*Daftar Tugas*:
**a)** Jawab pertanyaan berikut berdasarkan teks tentang pilkada serentak:
(i) Berapa biaya pilkada untuk satu kabupaten/kota?
(ii) Berapa dana yang diperlukan jika pilkada dilaksanakan serentak?
(iii) Di berapa daerah Seknas Fitra melakukan studinya?
**b)** Tuliskan kembali tanpa diubah bagian teks tentang pilkada serentak yang dimulai dengan kata-kata berisi "Kalau dilaksanakan secara" dan berakhir dengan "Farhan, Minggu (2/9)".

Pilkada
Serentak Bisa Menghemat Anggaran Hingga
7 Triliun
Penyelenggaraan
pemilihan kepala daerah yang begitu banyak di Indonesia dinilai sangat
memboroskan anggaran daerah. Bahkan bagi daerah yang kemampuan fiskalnya
rendah, kewajiban membiayai pilkada ternyata mengurangi belanja pelayanan
publik seperti urusan pendidikan dan kesehatan. Karena itu, penyelenggaraan
pilkada serentak dipandang lebih tepat karena lebih hemat dan efisien.”Biaya
pilkada untuk kabupaten/kota Rp 25 miliar, untuk pilkada provinsi Rp 100
miliar. Jadi untuk keseluruhan pilkada di Indonesia diperlukan Rp 17 triliun.
Kalau dilaksanakan secara serentak diperlukan Rp 10 triliun. Lebih hemat dan
hanya sekian persen dari APBN. Jadi, saya pikir pilkada bisa dibiayai oleh
APBN, bukan oleh APBD,” kata Sekretaris Jenderal Sekretariat Nasional Forum
Indonesia untuk Transparansi Anggaran (Seknas Fitra) Yuna Farhan, Minggu (2/9)
di Jakarta.
Studi
yang dilakukan Seknas Fitra di 14 daerah menemukan, pembiayaan pilkada melalui
APBD memberi peluang besar bagi pelaku di daerah untuk melakukan politik dan
politisasi anggaran. Calon yang sedang memegang kekuasaan eksekutif
pemerintahan daerah dapat menggunakan instrumen anggaran pilkada untuk memperkuat
posisi tawar politiknya. Terkait politisasi anggaran, saat tahap pilkada mulai
berjalan, ternyata banyak daerah yang belum mengalokasikan anggaran
penyelenggaraan pilkada. Alasannya antara lain daerah tidak memiliki anggaran
tambahan untuk membiayai pilkada. Selain itu, banyak daerah yang belum
menetapkan APBD untuk tahapan pilkada.

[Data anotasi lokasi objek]
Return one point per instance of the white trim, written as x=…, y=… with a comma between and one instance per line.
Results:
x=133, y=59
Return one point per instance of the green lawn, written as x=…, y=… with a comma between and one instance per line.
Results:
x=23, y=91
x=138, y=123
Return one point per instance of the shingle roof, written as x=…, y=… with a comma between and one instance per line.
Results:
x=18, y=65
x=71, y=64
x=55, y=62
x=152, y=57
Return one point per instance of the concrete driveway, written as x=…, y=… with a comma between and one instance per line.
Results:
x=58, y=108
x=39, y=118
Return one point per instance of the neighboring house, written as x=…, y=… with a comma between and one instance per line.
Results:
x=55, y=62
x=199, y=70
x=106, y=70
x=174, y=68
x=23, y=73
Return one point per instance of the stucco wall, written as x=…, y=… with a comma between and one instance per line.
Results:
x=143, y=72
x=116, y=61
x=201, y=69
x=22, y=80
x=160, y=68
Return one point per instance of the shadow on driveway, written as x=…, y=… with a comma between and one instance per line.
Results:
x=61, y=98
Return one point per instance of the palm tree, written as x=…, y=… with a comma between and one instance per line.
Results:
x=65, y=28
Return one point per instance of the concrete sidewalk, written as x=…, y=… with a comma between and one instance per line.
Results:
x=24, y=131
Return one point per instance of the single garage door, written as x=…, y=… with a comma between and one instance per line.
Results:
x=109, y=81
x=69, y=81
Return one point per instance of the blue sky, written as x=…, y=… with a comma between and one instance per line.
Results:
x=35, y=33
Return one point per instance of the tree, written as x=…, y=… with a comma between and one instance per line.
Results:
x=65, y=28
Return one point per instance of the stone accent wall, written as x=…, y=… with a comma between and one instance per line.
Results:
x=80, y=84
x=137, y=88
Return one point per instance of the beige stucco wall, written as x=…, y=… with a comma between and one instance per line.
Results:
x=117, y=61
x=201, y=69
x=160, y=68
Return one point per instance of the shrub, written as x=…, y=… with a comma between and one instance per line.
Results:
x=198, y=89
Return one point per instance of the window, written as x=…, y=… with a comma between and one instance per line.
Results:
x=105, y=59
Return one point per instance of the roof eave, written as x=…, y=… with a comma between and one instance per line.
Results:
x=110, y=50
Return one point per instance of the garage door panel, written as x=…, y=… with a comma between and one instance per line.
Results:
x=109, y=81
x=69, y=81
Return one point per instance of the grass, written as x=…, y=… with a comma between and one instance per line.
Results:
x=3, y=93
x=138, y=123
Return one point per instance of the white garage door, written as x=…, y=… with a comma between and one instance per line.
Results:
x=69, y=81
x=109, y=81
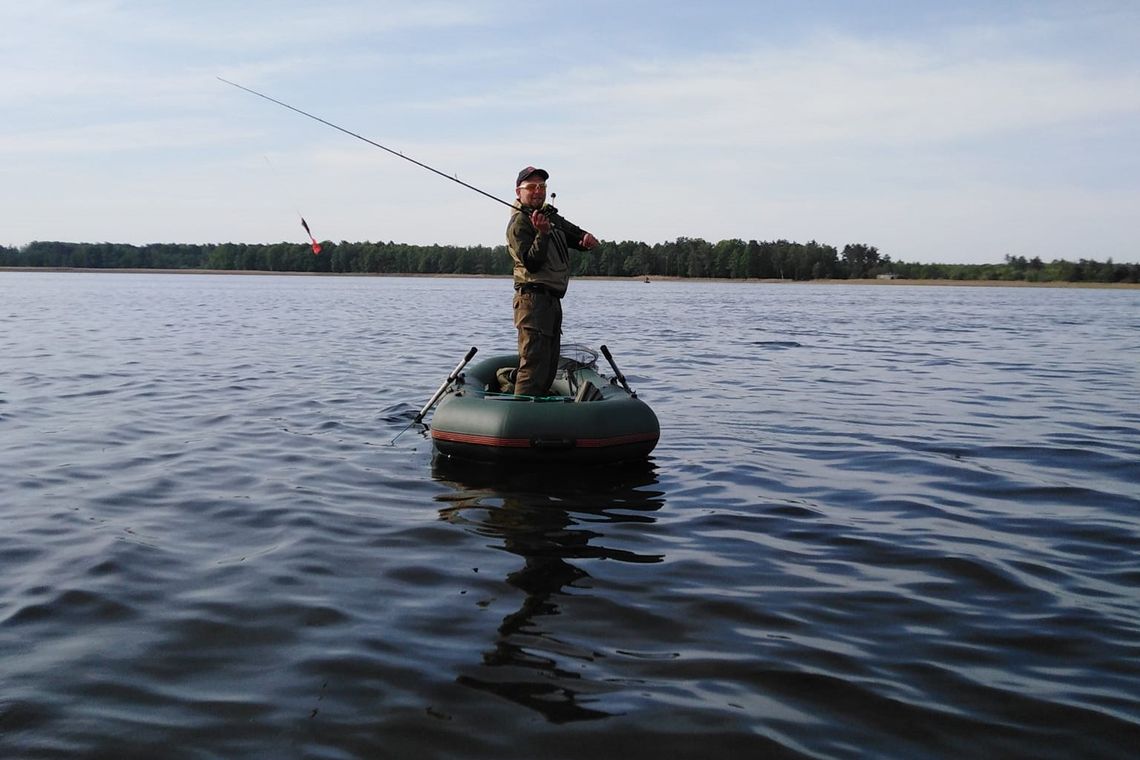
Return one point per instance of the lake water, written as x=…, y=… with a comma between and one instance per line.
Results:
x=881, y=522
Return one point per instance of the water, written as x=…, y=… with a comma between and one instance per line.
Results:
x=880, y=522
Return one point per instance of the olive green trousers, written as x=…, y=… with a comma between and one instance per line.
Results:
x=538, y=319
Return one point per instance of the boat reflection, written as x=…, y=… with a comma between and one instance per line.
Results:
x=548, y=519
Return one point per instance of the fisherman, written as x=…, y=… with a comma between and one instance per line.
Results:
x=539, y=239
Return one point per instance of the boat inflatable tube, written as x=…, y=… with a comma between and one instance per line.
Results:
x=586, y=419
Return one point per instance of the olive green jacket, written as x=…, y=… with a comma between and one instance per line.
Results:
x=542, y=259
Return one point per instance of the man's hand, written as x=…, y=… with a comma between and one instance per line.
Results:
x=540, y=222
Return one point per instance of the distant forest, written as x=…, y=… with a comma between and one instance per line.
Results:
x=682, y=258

==

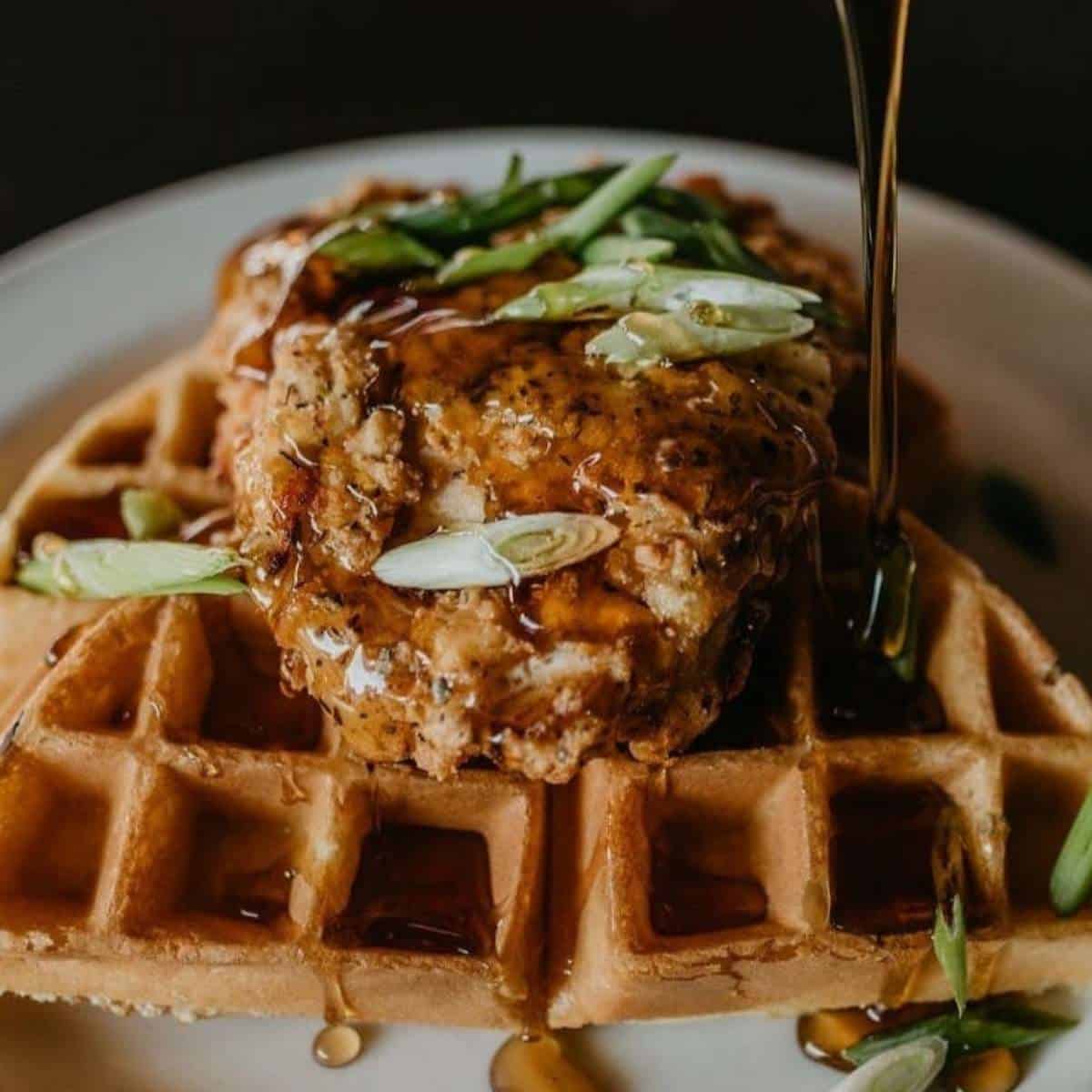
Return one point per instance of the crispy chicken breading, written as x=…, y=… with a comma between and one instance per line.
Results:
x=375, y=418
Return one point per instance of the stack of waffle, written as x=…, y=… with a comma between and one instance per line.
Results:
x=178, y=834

---

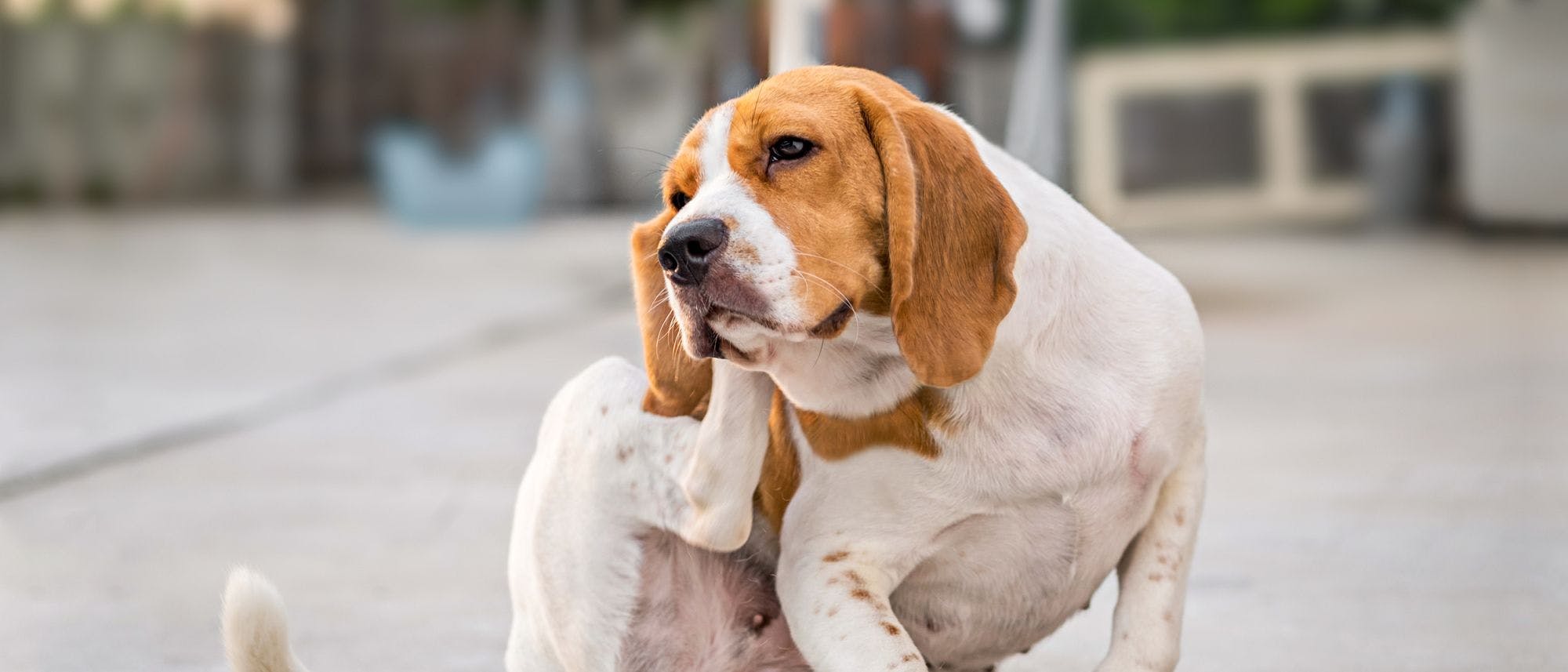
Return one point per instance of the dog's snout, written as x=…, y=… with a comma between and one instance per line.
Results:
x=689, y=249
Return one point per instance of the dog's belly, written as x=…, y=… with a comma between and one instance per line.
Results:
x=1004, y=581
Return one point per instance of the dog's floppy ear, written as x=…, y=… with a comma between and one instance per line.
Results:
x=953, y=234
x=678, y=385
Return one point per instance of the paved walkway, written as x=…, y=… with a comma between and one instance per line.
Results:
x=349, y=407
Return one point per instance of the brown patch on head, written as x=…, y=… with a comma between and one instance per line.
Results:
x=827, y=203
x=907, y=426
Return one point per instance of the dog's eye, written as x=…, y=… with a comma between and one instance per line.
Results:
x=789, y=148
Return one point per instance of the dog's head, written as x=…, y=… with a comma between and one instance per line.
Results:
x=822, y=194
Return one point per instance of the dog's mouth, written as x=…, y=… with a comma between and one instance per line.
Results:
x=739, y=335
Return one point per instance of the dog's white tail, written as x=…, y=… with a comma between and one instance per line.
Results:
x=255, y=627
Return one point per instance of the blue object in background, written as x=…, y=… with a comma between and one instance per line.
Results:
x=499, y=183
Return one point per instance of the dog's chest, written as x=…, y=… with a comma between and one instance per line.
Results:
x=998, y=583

*Hasil Pengerjaan*:
**a)**
(i) Rp 25 miliar.
(ii) Rp 10 triliun.
(iii) Di 14 daerah.

**b)**
Kalau dilaksanakan secara serentak diperlukan Rp 10 triliun. Lebih hemat dan
hanya sekian persen dari APBN. Jadi, saya pikir pilkada bisa dibiayai oleh
APBN, bukan oleh APBD,” kata Sekretaris Jenderal Sekretariat Nasional Forum
Indonesia untuk Transparansi Anggaran (Seknas Fitra) Yuna Farhan, Minggu (2/9)